_DOCUMENT TEXT_
<<<<

Large flat rounded surfaces have _Huge_ radar cross sections: there literally is a huge area to bounce a radar signal back from. So do large straight seams between panels. So stealth aircraft will make a door or a panel with a zig-zag shaped door so the edge of the door or panel has lots of little angles that will bounce a radar signal off in different directions instead of all back in one direction (if it happens to be in the direction of the radar).

Old warships have a lot of flat vertical walls that make up the superstructure. When the angle to the radar is right, those will just bounce the whole radar pulse right back to the radar receiver. MOdern warships have flat panels that are angled away from vertical so any radar pulses are bounced up and hopefully away from the radar receiver.

So an airliner has all these large flat or rounded body panels, they reflect huge radar signals. Stealth aircraft will reflect very little, and this is on top of what their skin absorbs using special materials.

So when they say the F-35 has the RCS of a golfball, they literally mean, at the same distance, the F-35 will reflect the same about of radar reflection as a literal golf ball. THat’s pretty good. The RCS of a 747 is about the same as a barn.

Anonymous 0 Comments

Radar works by bouncing light off an object and the light needs to bounce just perfectly enough to do a 180 turn and go back to the radars “eye” which sees the light which means it sees the object.

Just like your eye can see a distant thing and get a feel for the objects size radar can do the same thing. It can tell understand how far away an object is, how quickly the object is moving, AND roughly how big the object is.

So how do you fight this? Well easiest are 2 things – 1 – make your plane such a funky shape that it’s almost impossible for light to do that 180 turn around back to the eye, that would make it invisible to the radar. and 2 – coat your airplane in a material that’s the radar equivalent of black paint, it absorbs the light instead of reflecting it and again the radar eye can’t see it.

So nothing’s perfect, but an F-35 is a big friggen metal object, roughly 50x15x35 feet and you *know* a good radar operator would get worried if the radar says there is a tractor trailer sized hunk of metal moving in the sky at Mach 1, I mean, what else could that possible be other than an airplane. But the F-35 has the right shape and coating that only a tiny bit of the light gets back to it eyes, roughly the same amount of light that a golfball sized hunk of metal would reflect. So the radar operator doesn’t see a flying tractor trailer, they see a flying golfball. I mean, it could be bird, or maybe even just a cloud or something. So they ignore it.

Anonymous 0 Comments

The other comments here are absolutely correct. Big things reflect a lot of the radar signal while small things reflect very little of the radar signal. And the F-35 reflects about as much of the radar signal as a golf ball, or more common for the radars, a sparrow. But radars do not just measure the power of the reflected signal but also measures the speed through the dopplar shift in frequency. A radar might have issues finding the weak return signal from an F-35 in all the random radio noise it picks up, but if it detects even a very faint signal it will be able to tell that it is going supersonic and is therefore very unlikely to be a golf ball or a small bird. So a fighter jet is not going to be completely invisible on radar even with such a small radar cross section.

Anonymous 0 Comments

Hi I am a radar technician.

>>>>

_MATERIAL SUPPLIED_
<<<<

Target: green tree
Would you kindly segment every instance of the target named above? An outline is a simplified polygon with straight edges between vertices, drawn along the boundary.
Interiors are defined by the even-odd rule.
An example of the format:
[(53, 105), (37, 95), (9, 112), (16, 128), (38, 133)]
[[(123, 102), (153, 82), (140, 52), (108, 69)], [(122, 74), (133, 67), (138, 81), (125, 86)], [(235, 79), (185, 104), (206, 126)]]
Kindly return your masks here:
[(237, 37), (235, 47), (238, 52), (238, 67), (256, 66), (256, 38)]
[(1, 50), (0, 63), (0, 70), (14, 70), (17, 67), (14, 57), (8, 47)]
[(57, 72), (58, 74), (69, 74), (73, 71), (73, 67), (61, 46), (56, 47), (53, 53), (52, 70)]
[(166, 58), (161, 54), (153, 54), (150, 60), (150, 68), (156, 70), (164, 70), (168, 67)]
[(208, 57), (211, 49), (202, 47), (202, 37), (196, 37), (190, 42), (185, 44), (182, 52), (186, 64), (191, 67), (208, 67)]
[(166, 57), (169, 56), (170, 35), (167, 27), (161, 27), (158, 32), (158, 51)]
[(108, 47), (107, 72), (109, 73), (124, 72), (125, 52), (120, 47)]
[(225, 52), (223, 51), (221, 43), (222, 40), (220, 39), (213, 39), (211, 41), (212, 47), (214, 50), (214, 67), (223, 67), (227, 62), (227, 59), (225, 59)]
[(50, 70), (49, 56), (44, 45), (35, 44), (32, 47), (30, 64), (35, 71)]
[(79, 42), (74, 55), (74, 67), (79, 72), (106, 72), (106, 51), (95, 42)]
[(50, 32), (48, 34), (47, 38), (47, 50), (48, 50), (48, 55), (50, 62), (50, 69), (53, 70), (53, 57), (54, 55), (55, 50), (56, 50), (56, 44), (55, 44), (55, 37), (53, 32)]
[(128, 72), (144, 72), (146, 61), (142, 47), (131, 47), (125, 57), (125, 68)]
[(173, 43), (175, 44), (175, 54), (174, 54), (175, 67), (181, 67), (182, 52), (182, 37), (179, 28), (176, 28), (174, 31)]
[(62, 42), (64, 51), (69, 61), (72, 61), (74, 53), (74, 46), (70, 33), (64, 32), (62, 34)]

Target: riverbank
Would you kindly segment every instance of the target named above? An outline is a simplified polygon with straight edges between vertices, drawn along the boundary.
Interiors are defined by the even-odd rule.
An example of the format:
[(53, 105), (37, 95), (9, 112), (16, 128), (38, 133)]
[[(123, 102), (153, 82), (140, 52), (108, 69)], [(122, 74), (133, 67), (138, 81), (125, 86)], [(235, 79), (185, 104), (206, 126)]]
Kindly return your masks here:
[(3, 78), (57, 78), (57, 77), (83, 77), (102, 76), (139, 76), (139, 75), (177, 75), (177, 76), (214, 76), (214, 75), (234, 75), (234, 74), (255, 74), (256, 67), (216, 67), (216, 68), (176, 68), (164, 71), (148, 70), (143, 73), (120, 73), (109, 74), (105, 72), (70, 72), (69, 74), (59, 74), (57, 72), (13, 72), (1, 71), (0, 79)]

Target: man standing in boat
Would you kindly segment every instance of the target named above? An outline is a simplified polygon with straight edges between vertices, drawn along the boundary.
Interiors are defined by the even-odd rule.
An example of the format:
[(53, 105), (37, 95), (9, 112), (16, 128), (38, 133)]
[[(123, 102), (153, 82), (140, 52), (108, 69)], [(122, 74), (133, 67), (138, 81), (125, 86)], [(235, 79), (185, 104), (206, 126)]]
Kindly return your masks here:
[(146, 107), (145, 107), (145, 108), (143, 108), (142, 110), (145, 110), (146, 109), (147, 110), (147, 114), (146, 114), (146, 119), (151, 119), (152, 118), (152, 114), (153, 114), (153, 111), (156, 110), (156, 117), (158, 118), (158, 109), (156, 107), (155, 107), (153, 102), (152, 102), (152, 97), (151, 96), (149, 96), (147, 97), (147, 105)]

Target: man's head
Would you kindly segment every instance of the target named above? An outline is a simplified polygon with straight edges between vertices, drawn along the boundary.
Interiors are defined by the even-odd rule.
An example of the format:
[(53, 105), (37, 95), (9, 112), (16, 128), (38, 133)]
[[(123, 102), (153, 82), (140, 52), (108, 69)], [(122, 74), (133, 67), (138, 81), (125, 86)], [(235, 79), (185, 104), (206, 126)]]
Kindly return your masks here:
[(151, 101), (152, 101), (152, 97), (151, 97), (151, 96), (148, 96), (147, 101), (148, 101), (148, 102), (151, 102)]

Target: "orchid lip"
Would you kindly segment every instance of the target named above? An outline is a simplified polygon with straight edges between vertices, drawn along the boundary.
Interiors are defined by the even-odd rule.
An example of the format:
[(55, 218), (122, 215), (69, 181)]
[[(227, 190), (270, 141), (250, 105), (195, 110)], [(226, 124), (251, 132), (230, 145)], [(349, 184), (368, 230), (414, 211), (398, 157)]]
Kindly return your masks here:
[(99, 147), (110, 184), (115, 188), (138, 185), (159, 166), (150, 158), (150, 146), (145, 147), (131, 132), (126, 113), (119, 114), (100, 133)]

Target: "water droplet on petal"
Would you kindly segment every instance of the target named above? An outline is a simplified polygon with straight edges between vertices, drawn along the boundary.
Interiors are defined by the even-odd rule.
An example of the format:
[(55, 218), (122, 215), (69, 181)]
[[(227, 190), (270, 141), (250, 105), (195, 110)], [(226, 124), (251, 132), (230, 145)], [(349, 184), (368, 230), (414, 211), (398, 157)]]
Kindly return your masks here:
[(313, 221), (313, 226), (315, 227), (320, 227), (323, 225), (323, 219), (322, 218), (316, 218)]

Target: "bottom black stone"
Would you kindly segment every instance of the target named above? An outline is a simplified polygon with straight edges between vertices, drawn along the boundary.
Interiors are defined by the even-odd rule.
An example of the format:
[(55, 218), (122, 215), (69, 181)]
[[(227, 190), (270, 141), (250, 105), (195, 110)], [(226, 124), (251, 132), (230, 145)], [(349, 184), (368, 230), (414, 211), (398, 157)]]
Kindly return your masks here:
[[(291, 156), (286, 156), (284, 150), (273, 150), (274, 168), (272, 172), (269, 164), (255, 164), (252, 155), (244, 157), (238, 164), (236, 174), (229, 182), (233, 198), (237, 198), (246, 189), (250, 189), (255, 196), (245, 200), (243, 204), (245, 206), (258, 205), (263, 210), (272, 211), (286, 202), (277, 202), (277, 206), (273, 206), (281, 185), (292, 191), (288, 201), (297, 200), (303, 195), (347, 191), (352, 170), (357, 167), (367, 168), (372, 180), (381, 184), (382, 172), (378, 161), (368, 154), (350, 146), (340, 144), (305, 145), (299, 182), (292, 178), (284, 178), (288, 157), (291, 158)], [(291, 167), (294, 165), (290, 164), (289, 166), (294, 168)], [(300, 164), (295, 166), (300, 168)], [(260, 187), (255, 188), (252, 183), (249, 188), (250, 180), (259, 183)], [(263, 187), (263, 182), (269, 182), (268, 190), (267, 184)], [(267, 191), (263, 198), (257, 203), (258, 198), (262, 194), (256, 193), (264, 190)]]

>>>>

_WRITTEN PROBLEM_
In the passage about radar, take the stretch that opens with the words containing "Old warships have" and closes with "using special materials.". Write it out again, swapping "radar receiver" for "radar antenna".

_EXPECTED OUTPUT_
Old warships have a lot of flat vertical walls that make up the superstructure. When the angle to the radar is right, those will just bounce the whole radar pulse right back to the radar antenna. MOdern warships have flat panels that are angled away from vertical so any radar pulses are bounced up and hopefully away from the radar antenna.

So an airliner has all these large flat or rounded body panels, they reflect huge radar signals. Stealth aircraft will reflect very little, and this is on top of what their skin absorbs using special materials.